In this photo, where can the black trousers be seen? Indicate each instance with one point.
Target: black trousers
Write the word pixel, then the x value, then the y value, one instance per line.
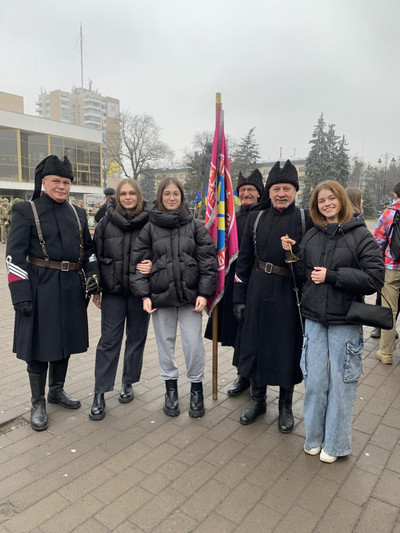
pixel 116 310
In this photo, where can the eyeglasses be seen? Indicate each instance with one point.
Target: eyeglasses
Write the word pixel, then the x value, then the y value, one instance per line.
pixel 57 182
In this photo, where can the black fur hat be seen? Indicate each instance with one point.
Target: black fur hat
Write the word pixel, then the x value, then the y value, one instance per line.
pixel 254 178
pixel 51 165
pixel 287 174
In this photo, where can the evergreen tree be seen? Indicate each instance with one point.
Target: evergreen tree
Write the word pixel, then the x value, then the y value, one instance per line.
pixel 368 204
pixel 343 163
pixel 245 156
pixel 317 163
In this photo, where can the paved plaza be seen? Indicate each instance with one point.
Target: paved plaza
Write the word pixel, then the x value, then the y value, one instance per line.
pixel 139 470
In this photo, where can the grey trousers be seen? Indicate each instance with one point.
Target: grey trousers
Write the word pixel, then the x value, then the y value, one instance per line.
pixel 165 321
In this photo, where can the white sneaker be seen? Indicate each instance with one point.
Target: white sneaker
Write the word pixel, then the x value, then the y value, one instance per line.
pixel 313 451
pixel 325 458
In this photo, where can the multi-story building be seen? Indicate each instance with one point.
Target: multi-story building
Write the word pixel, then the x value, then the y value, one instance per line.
pixel 85 107
pixel 26 140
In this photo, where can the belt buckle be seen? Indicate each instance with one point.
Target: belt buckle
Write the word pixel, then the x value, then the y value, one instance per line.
pixel 268 268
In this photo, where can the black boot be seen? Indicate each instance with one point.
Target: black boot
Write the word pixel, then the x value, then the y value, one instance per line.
pixel 98 410
pixel 171 407
pixel 57 373
pixel 238 386
pixel 285 420
pixel 257 405
pixel 196 408
pixel 126 394
pixel 39 420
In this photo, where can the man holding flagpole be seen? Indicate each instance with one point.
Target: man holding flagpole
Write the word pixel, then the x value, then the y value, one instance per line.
pixel 264 299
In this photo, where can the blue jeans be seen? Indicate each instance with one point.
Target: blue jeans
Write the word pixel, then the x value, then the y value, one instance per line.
pixel 331 363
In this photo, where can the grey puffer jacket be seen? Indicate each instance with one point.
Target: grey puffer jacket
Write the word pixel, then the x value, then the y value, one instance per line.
pixel 334 247
pixel 115 238
pixel 183 256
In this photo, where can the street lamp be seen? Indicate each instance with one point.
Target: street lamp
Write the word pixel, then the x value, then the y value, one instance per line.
pixel 386 160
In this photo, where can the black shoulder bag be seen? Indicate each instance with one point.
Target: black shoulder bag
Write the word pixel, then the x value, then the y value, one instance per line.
pixel 364 314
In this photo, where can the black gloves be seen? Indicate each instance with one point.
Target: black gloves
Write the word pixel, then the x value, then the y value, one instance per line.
pixel 238 312
pixel 23 308
pixel 92 285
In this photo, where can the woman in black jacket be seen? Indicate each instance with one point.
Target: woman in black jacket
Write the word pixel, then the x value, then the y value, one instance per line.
pixel 115 238
pixel 340 261
pixel 183 276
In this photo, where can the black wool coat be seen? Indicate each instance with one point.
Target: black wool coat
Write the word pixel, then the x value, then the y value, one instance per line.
pixel 58 325
pixel 271 339
pixel 115 237
pixel 183 256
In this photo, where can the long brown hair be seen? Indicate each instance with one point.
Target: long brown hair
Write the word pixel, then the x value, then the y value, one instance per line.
pixel 355 197
pixel 346 211
pixel 136 187
pixel 163 185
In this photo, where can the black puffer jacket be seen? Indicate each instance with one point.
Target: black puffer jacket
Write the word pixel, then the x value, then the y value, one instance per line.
pixel 183 255
pixel 115 238
pixel 333 247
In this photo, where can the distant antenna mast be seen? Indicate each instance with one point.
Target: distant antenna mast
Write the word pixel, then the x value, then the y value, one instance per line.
pixel 81 58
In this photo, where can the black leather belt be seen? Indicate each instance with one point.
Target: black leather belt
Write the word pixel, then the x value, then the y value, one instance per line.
pixel 64 266
pixel 269 268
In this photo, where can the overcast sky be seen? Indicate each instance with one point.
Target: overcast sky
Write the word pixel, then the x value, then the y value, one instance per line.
pixel 277 63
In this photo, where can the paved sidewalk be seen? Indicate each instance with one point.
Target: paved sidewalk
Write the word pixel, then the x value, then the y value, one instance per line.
pixel 138 470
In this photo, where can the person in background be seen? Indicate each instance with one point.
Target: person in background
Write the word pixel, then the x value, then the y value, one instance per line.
pixel 183 276
pixel 45 260
pixel 249 189
pixel 264 299
pixel 108 193
pixel 340 260
pixel 391 289
pixel 354 194
pixel 115 238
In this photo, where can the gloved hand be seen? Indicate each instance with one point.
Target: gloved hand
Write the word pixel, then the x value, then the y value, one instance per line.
pixel 92 285
pixel 23 308
pixel 238 312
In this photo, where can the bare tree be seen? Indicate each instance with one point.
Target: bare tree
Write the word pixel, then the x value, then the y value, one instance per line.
pixel 139 145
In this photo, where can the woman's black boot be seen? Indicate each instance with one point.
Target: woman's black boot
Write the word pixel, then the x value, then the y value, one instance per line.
pixel 98 410
pixel 285 420
pixel 39 420
pixel 171 407
pixel 196 409
pixel 257 405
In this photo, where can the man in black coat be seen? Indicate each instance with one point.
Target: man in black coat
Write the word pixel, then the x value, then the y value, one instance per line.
pixel 250 189
pixel 264 300
pixel 49 255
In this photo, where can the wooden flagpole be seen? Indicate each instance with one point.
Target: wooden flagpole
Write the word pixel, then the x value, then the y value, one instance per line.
pixel 218 105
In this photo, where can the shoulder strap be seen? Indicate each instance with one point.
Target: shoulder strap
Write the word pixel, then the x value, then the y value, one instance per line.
pixel 39 231
pixel 257 220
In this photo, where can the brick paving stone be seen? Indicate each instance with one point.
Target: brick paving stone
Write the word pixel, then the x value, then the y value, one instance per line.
pixel 114 513
pixel 205 500
pixel 387 488
pixel 260 518
pixel 377 516
pixel 193 478
pixel 291 521
pixel 358 486
pixel 215 522
pixel 37 514
pixel 157 509
pixel 110 490
pixel 240 501
pixel 77 513
pixel 341 516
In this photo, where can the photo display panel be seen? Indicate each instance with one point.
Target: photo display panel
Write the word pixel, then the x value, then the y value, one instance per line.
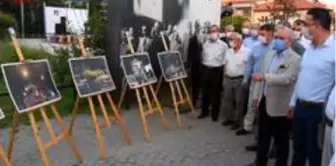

○ ○ ○

Recast every line of the items above as a Markdown table with the columns Row and Item line, numbering the rows and leaving out blank lines. Leave the pictures out of the table.

| Row | Item line |
|---|---|
| 1 | In this photo, where can the black trousers be seen? Indicate each instance with one point. |
| 2 | Target: black trousers |
| 3 | Write the word pixel, then the x value, then the y value, one instance per line. |
| 4 | pixel 116 310 |
| 5 | In this photo, where can the eyeglasses be seen? Indicate each instance with one point. |
| 6 | Target: eyeglasses |
| 7 | Write the word pixel, then the x value, then the y value, one instance per line. |
| 8 | pixel 57 182 |
| 9 | In this photo, where can the black fur hat be seen? Indicate each instance with one point. |
| 10 | Target: black fur hat |
| 11 | Write the word pixel, then the x value, then the y value, one instance per line. |
| 12 | pixel 254 178 |
| 13 | pixel 51 165 |
| 14 | pixel 287 174 |
| 15 | In this photo, where can the evergreen tree be seen? Indicate each instance with one point. |
| 16 | Target: evergreen tree |
| 17 | Write the word pixel, then the x value, then the y value, one instance per line. |
| 18 | pixel 368 204 |
| 19 | pixel 343 163 |
| 20 | pixel 245 156 |
| 21 | pixel 317 163 |
| 22 | In this photo, where can the paved plaza be seen? Indicate each instance with one point. |
| 23 | Target: paved plaza |
| 24 | Write the word pixel, then the x value, then the y value, one instance per line. |
| 25 | pixel 139 470 |
| 26 | In this photo, where can the grey trousers be seen? Indicate each instance with one point. |
| 27 | Target: grey trousers |
| 28 | Write the word pixel, then the x value, then the y value, one instance per line. |
| 29 | pixel 165 321 |
| 30 | In this photo, where can the white sneaker be seen? Indicate each instance with one point. |
| 31 | Target: white sneaker |
| 32 | Write the word pixel, then the x value, then the y value, one instance per line. |
| 33 | pixel 313 451 |
| 34 | pixel 325 458 |
| 35 | In this photo, where can the multi-story building be seen? Indicate each instance with one point. |
| 36 | Target: multi-story building |
| 37 | Write the word pixel, then the x value, then the y value, one instance per line. |
| 38 | pixel 85 107 |
| 39 | pixel 26 140 |
| 40 | In this photo, where can the belt buckle be seen? Indicate each instance with one point. |
| 41 | Target: belt buckle |
| 42 | Write the word pixel, then the x value, then the y value, one instance per line. |
| 43 | pixel 268 268 |
| 44 | In this photo, where can the black boot be seen? Indicate each instance with one point. |
| 45 | Target: black boot |
| 46 | Write the word pixel, then the x value, then the y value, one instance per line. |
| 47 | pixel 98 410 |
| 48 | pixel 171 407 |
| 49 | pixel 57 373 |
| 50 | pixel 238 386 |
| 51 | pixel 285 420 |
| 52 | pixel 257 405 |
| 53 | pixel 196 408 |
| 54 | pixel 126 394 |
| 55 | pixel 39 420 |
| 56 | In this photo, where can the man holding flagpole be seen? Indicate each instance with one point. |
| 57 | Target: man holding flagpole |
| 58 | Write the word pixel, then the x value, then the y value, one instance per line. |
| 59 | pixel 264 299 |
| 60 | In this photo, where can the blue jeans be seen? Indicate each instance with one point. |
| 61 | Target: blue jeans |
| 62 | Write the word pixel, then the x value, then the y value, one instance per line. |
| 63 | pixel 331 363 |
| 64 | In this photo, where can the grey puffer jacket be seen? Indicate each instance with one point. |
| 65 | Target: grey puffer jacket |
| 66 | Write the word pixel, then the x value, then the y value, one instance per line. |
| 67 | pixel 334 247 |
| 68 | pixel 115 238 |
| 69 | pixel 183 256 |
| 70 | In this photo, where can the street lamp be seen? Indicate each instance with one point. |
| 71 | Target: street lamp |
| 72 | Write the word pixel, then the x value, then the y value, one instance per line. |
| 73 | pixel 386 160 |
| 74 | In this photo, where can the black shoulder bag be seen? Indicate each instance with one point. |
| 75 | Target: black shoulder bag |
| 76 | Write the word pixel, then the x value, then the y value, one instance per line. |
| 77 | pixel 364 314 |
| 78 | In this photo, where can the black gloves be seen? Indicate each instance with one point. |
| 79 | Target: black gloves |
| 80 | Write the word pixel, then the x value, then the y value, one instance per line. |
| 81 | pixel 238 312 |
| 82 | pixel 23 308 |
| 83 | pixel 92 285 |
| 84 | In this photo, where can the woman in black jacket be seen? Indicate each instance with one point. |
| 85 | Target: woman in black jacket |
| 86 | Write the word pixel, then the x value, then the y value, one instance per line. |
| 87 | pixel 115 238 |
| 88 | pixel 340 261 |
| 89 | pixel 183 276 |
| 90 | In this photo, where can the black wool coat be seen? Indicate each instance with one point. |
| 91 | Target: black wool coat |
| 92 | Write the word pixel, then the x value, then the y value, one instance per line. |
| 93 | pixel 58 325 |
| 94 | pixel 271 339 |
| 95 | pixel 115 237 |
| 96 | pixel 183 256 |
| 97 | In this photo, where can the long brown hair be seen? Indicate each instance with one point. |
| 98 | Target: long brown hair |
| 99 | Write the word pixel, then the x value, then the y value, one instance per line. |
| 100 | pixel 355 197 |
| 101 | pixel 346 211 |
| 102 | pixel 136 187 |
| 103 | pixel 163 185 |
| 104 | In this photo, where can the black puffer jacket be seen? Indicate each instance with one point. |
| 105 | Target: black puffer jacket |
| 106 | Write the word pixel, then the x value, then the y value, one instance per line. |
| 107 | pixel 183 255 |
| 108 | pixel 115 238 |
| 109 | pixel 333 247 |
| 110 | In this photo, where can the distant antenna mast be seen? Indicate each instance with one point. |
| 111 | Target: distant antenna mast |
| 112 | Write the word pixel, then the x value, then the y value, one instance per line. |
| 113 | pixel 81 58 |
| 114 | In this photo, where can the black leather belt be seen? Indicate each instance with one point. |
| 115 | Target: black leather belt |
| 116 | Write the word pixel, then the x value, then the y value, one instance per line. |
| 117 | pixel 64 266 |
| 118 | pixel 269 268 |
| 119 | In this photo, where can the overcast sky be seen? Indicate each instance with one point. |
| 120 | Target: overcast sky |
| 121 | Write the word pixel, then the x value, then the y value, one instance per line. |
| 122 | pixel 277 63 |
| 123 | In this photo, where can the paved sidewalk be seen? Indicate each instance with one point. |
| 124 | Target: paved sidewalk |
| 125 | Write the word pixel, then the x value, then the y value, one instance per line. |
| 126 | pixel 138 470 |
| 127 | In this photo, where can the person in background be seen? Indicate each instance with one point. |
| 128 | Target: person in background |
| 129 | Write the word pixel, then the x value, then the y value, one instance per line. |
| 130 | pixel 183 276 |
| 131 | pixel 45 260 |
| 132 | pixel 249 189 |
| 133 | pixel 264 299 |
| 134 | pixel 108 193 |
| 135 | pixel 340 260 |
| 136 | pixel 391 289 |
| 137 | pixel 354 194 |
| 138 | pixel 115 238 |
| 139 | In this photo, where can the gloved hand be seen? Indicate each instance with one point. |
| 140 | Target: gloved hand |
| 141 | Write the word pixel, then the x value, then the y value, one instance per line. |
| 142 | pixel 92 285 |
| 143 | pixel 23 308 |
| 144 | pixel 238 312 |
| 145 | In this photo, where can the bare tree be seen? Indicate each instance with one point. |
| 146 | Target: bare tree |
| 147 | Write the word pixel, then the x value, then the y value, one instance per line. |
| 148 | pixel 139 145 |
| 149 | In this photo, where can the woman's black boot be seen? Indicate each instance with one point. |
| 150 | Target: woman's black boot |
| 151 | Write the word pixel, then the x value, then the y value, one instance per line. |
| 152 | pixel 98 410 |
| 153 | pixel 285 420 |
| 154 | pixel 39 420 |
| 155 | pixel 171 407 |
| 156 | pixel 196 409 |
| 157 | pixel 257 405 |
| 158 | In this photo, where can the man in black coat be seen? Indicate each instance with one point. |
| 159 | Target: man in black coat |
| 160 | Write the word pixel, then the x value, then the y value, one instance per line. |
| 161 | pixel 250 189 |
| 162 | pixel 264 300 |
| 163 | pixel 49 255 |
| 164 | In this photo, where can the wooden flagpole be seen? Indicate each instance with one point. |
| 165 | Target: wooden flagpole |
| 166 | Write the word pixel, then the x value, then the y value, one instance per line. |
| 167 | pixel 218 105 |
| 168 | In this photo, where can the shoulder strap be seen? Indicate each instance with one point. |
| 169 | Target: shoulder strap |
| 170 | Write the word pixel, then the x value, then the y value, one instance per line. |
| 171 | pixel 39 231 |
| 172 | pixel 257 220 |
| 173 | In this photo, where can the brick paving stone be seen? Indicate each instance with one point. |
| 174 | Target: brick paving stone |
| 175 | Write the word pixel, then the x value, then the y value, one instance per line. |
| 176 | pixel 114 513 |
| 177 | pixel 205 500 |
| 178 | pixel 387 488 |
| 179 | pixel 260 518 |
| 180 | pixel 377 516 |
| 181 | pixel 193 478 |
| 182 | pixel 291 521 |
| 183 | pixel 358 486 |
| 184 | pixel 215 522 |
| 185 | pixel 37 514 |
| 186 | pixel 157 509 |
| 187 | pixel 110 490 |
| 188 | pixel 240 501 |
| 189 | pixel 77 513 |
| 190 | pixel 341 516 |
| 191 | In this photo, where can the photo display panel be seen? Indicate each instance with one point. |
| 192 | Target: photo display panel |
| 193 | Write the word pixel, then the x value, then the y value, one instance per line. |